::: Selection

From: Malahal Naineni <malahal@us.ibm.com>
To: Trond Myklebust <Trond.Myklebust@netapp.com>
Cc: Linux NFS mailing list <linux-nfs@vger.kernel.org>
Subject: Re: [PATCH] SUNRPC: Fix a data corruption issue when retransmitting RPC calls
Date: Mon, 11 Nov 2013 17:15:41 -0600 [thread overview]
Message-ID: <20131111231541.GA31826@us.ibm.com> (raw)
In-Reply-To: <1384021209-2586-1-git-send-email-Trond.Myklebust@netapp.com>
Trond Myklebust [Trond.Myklebust@netapp.com] wrote:
> The following scenario can cause silent data corruption when doing
> NFS writes. It has mainly been observed when doing database writes
> using O_DIRECT.
>
> 1) The RPC client uses sendpage() to do zero-copy of the page data.
> 2) Due to networking issues, the reply from the server is delayed,
> and so the RPC client times out.
>
> 3) The client issues a second sendpage of the page data as part of
> an RPC call retransmission.
>
> 4) The reply to the first transmission arrives from the server
> _before_ the client hardware has emptied the TCP socket send
> buffer.
> 5) After processing the reply, the RPC state machine rules that
> the call to be done, and triggers the completion callbacks.

::::::
::: Recorded data

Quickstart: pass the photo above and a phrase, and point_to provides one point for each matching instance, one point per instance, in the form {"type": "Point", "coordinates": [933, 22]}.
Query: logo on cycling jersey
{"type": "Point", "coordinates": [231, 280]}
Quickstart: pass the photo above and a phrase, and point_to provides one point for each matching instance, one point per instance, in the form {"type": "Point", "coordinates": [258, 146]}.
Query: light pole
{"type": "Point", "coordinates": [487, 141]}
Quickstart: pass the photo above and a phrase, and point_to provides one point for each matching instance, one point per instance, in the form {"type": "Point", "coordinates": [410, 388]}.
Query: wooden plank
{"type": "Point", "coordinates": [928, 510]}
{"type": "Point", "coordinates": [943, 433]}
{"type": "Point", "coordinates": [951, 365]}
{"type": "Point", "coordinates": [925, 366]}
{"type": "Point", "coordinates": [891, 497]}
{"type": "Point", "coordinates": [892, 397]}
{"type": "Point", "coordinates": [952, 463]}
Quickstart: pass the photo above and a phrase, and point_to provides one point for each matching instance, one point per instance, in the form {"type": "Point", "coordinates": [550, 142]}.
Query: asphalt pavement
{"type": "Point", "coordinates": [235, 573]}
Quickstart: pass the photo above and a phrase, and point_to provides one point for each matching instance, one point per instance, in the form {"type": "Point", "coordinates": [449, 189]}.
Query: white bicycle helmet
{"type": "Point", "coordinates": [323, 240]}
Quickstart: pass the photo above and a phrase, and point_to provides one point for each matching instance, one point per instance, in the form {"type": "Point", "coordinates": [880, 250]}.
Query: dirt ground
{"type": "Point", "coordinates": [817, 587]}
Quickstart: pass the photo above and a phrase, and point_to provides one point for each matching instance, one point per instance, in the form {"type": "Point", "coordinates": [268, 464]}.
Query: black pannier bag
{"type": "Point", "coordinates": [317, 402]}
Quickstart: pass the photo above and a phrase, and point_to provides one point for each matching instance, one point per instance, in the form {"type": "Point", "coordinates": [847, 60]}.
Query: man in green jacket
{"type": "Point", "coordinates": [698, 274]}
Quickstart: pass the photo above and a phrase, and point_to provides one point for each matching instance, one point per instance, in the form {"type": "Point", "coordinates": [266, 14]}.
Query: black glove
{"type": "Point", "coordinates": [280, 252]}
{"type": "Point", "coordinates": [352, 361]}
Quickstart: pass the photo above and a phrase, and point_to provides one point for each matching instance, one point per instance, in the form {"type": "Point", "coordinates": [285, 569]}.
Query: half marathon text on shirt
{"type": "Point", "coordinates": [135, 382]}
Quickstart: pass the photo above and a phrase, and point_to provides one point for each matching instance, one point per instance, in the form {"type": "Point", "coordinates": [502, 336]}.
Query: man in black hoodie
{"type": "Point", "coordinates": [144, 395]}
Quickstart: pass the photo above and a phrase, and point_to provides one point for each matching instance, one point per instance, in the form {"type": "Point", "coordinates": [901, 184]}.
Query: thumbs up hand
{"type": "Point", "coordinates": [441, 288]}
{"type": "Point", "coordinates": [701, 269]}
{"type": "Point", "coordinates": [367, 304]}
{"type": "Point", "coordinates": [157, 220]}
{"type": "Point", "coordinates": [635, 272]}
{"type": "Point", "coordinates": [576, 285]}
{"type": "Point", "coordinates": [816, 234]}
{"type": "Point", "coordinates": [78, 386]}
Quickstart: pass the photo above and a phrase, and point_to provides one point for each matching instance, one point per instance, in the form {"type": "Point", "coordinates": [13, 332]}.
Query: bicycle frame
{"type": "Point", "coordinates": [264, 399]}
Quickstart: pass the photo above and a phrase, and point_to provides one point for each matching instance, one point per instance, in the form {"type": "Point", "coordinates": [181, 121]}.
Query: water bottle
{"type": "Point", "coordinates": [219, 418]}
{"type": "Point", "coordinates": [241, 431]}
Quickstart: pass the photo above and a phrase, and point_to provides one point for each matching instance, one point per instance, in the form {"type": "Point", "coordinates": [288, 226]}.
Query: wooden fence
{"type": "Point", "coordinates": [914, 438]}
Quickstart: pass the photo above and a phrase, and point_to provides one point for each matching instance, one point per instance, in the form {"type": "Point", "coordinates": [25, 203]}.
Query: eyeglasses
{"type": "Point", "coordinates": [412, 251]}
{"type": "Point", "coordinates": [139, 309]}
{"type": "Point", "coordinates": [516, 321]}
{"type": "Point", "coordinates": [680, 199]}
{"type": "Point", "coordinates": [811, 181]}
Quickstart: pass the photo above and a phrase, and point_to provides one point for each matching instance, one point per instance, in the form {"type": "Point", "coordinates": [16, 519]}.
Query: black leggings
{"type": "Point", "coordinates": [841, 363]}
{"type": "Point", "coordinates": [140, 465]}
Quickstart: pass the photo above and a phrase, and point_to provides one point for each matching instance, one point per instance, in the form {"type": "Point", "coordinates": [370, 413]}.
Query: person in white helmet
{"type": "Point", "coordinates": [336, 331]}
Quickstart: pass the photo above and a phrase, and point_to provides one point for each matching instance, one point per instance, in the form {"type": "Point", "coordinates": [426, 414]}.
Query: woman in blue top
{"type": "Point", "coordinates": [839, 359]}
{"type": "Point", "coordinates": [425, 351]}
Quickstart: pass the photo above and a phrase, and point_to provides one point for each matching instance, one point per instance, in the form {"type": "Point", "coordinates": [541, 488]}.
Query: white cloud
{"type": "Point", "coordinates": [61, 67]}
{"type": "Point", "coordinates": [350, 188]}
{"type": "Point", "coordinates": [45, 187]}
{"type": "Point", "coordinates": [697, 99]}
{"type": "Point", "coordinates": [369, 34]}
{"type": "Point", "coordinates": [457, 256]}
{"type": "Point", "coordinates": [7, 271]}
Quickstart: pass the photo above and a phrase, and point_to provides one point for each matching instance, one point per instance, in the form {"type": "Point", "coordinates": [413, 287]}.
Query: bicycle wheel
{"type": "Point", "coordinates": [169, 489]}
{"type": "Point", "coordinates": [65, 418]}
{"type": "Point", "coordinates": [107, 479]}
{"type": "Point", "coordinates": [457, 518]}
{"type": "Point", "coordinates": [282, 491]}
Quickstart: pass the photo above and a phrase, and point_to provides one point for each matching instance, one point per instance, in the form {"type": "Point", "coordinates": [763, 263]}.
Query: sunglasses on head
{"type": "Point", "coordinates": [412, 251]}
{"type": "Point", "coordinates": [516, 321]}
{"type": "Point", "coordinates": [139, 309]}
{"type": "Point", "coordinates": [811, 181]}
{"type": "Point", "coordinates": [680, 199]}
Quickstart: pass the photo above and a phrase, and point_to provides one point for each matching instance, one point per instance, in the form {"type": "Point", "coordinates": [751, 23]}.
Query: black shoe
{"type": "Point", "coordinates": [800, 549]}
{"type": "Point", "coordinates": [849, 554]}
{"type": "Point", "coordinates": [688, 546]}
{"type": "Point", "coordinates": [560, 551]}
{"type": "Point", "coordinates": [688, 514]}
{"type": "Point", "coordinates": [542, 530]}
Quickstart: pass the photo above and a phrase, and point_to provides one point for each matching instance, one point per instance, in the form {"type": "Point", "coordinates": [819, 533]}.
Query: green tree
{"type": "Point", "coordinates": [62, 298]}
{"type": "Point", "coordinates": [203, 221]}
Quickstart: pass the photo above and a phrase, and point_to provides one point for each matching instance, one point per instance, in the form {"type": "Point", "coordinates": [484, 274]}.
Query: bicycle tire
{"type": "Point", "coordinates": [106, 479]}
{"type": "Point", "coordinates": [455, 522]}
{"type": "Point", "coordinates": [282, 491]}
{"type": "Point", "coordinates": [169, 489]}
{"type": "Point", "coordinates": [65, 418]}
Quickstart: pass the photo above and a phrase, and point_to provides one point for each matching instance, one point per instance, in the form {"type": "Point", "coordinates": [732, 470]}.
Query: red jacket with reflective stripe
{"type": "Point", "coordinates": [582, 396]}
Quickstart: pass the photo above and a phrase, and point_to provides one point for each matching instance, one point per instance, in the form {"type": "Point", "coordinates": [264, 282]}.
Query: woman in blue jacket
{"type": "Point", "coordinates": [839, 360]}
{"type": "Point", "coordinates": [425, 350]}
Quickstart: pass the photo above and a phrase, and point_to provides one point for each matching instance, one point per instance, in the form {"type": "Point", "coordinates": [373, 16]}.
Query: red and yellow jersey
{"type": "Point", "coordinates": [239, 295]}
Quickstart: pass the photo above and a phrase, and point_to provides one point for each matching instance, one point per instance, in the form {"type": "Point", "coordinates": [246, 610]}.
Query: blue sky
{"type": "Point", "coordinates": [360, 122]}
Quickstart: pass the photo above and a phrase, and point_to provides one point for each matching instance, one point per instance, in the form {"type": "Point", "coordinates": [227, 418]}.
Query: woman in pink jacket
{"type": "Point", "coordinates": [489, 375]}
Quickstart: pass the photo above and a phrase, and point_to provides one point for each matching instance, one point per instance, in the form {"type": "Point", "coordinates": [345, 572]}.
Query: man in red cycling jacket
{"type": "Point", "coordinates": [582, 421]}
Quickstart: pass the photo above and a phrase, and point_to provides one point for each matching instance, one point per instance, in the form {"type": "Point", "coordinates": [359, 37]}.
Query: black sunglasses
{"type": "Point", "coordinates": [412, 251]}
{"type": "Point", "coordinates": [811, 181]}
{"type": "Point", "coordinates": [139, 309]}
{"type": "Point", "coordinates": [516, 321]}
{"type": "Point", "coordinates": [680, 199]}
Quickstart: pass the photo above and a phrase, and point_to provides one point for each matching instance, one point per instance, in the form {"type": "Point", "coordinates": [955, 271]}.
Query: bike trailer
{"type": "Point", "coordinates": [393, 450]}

::::::
::: Recorded data

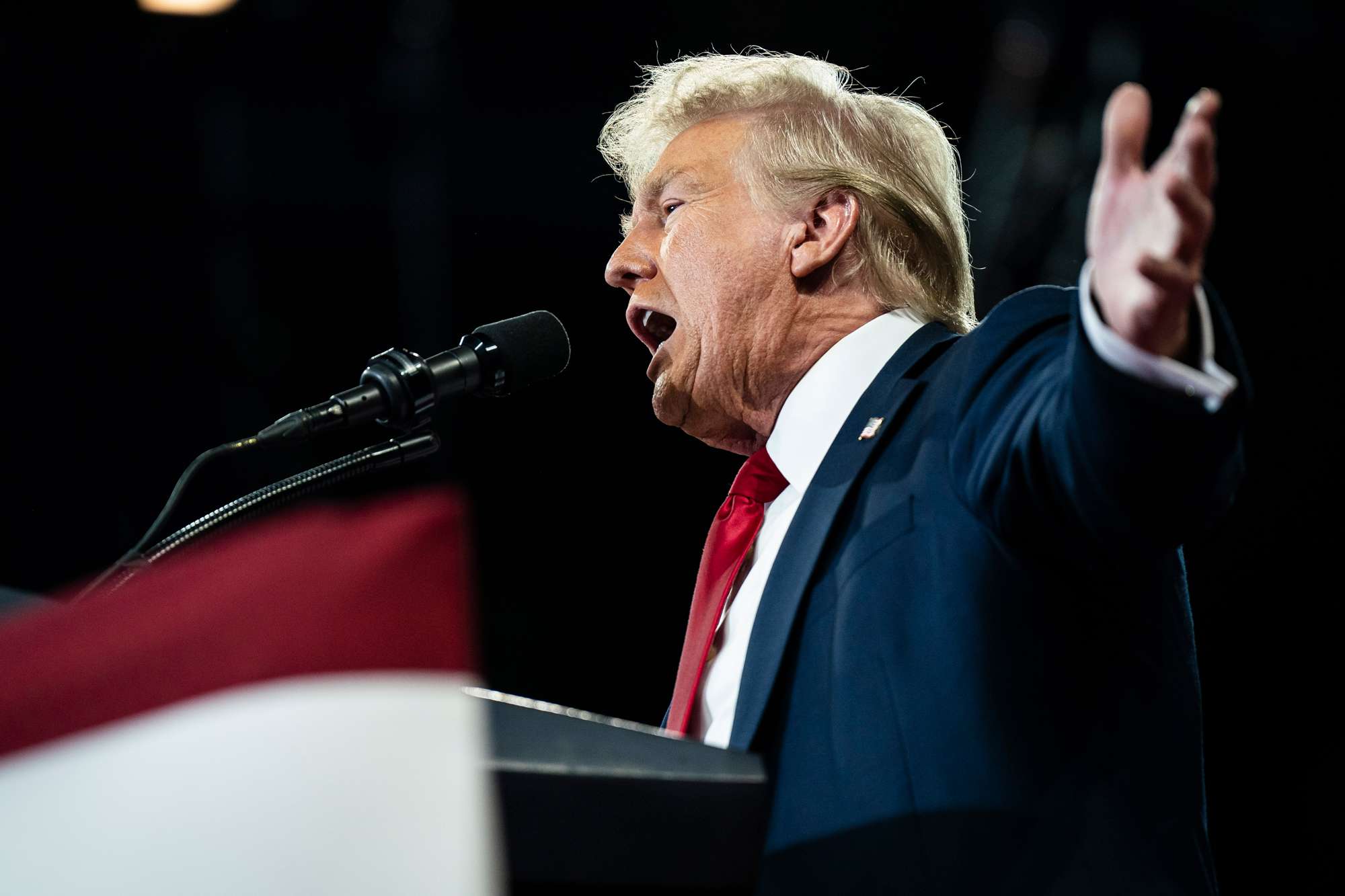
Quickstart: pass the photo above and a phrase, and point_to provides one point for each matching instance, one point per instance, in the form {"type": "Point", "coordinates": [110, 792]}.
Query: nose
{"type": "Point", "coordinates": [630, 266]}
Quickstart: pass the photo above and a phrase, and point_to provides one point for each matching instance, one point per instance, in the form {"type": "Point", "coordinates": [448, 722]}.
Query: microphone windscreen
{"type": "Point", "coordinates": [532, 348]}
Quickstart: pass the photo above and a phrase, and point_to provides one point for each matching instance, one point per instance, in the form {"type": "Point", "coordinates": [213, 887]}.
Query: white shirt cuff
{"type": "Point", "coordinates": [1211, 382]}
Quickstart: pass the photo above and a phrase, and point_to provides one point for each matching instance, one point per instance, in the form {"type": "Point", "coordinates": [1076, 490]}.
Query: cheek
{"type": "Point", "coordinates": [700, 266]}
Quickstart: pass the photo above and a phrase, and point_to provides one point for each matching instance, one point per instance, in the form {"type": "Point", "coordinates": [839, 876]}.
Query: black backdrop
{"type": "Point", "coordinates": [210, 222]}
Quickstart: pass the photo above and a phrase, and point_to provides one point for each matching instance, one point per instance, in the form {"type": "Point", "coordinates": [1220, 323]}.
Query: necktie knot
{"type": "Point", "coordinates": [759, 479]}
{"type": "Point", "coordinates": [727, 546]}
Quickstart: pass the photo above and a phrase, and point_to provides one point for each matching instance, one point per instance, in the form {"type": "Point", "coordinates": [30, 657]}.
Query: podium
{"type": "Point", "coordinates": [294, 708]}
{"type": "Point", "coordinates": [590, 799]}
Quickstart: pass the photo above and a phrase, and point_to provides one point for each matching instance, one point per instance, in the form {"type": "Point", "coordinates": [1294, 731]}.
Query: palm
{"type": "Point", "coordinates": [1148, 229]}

::::::

• [What this exercise asks]
1) In the patch email, condense the paragraph beginning "The following scenario can cause silent data corruption" into one shorter sentence that keeps its main facts.
2) In the patch email, what function does the RPC client use to do zero-copy of the page data?
3) Carry on writing the patch email from its last line.

• [Exercise answers]
1) This scenario can silently corrupt data during NFS writes and has mostly been seen in database writes using O_DIRECT.

2) sendpage()

3)
> 6) The application notices the RPC call is done, and reuses the
> pages to store something else (e.g. a new write).
>
> 7) The client NIC drains the TCP socket send buffer. Since the
> page data has now changed, it reads a corrupted version of the
> initial RPC call, and puts it on the wire.
>
> This patch fixes the problem in the following manner:
>
> The ordering guarantees of TCP ensure that when the server sends a
> reply, then we know that the _first_ transmission has completed. Using
> zero-copy in that situation is therefore safe.
> If a time out occurs, we then send the retransmission using sendmsg()
> (i.e. no zero-copy), We then know that the socket contains a full copy of
> the data, and so it will retransmit a faithful reproduction even if the
> RPC call completes, and the application reuses the O_DIRECT buffer in
> the meantime.
>
> Signed-off-by: Trond Myklebust <Trond.Myklebust@netapp.com>
> Cc: stable@vger.kernel.org
> ---
> net/sunrpc/xprtsock.c | 28 +++++++++++++++++++++-------
> 1 file changed, 21 insertions(+), 7 deletions(-)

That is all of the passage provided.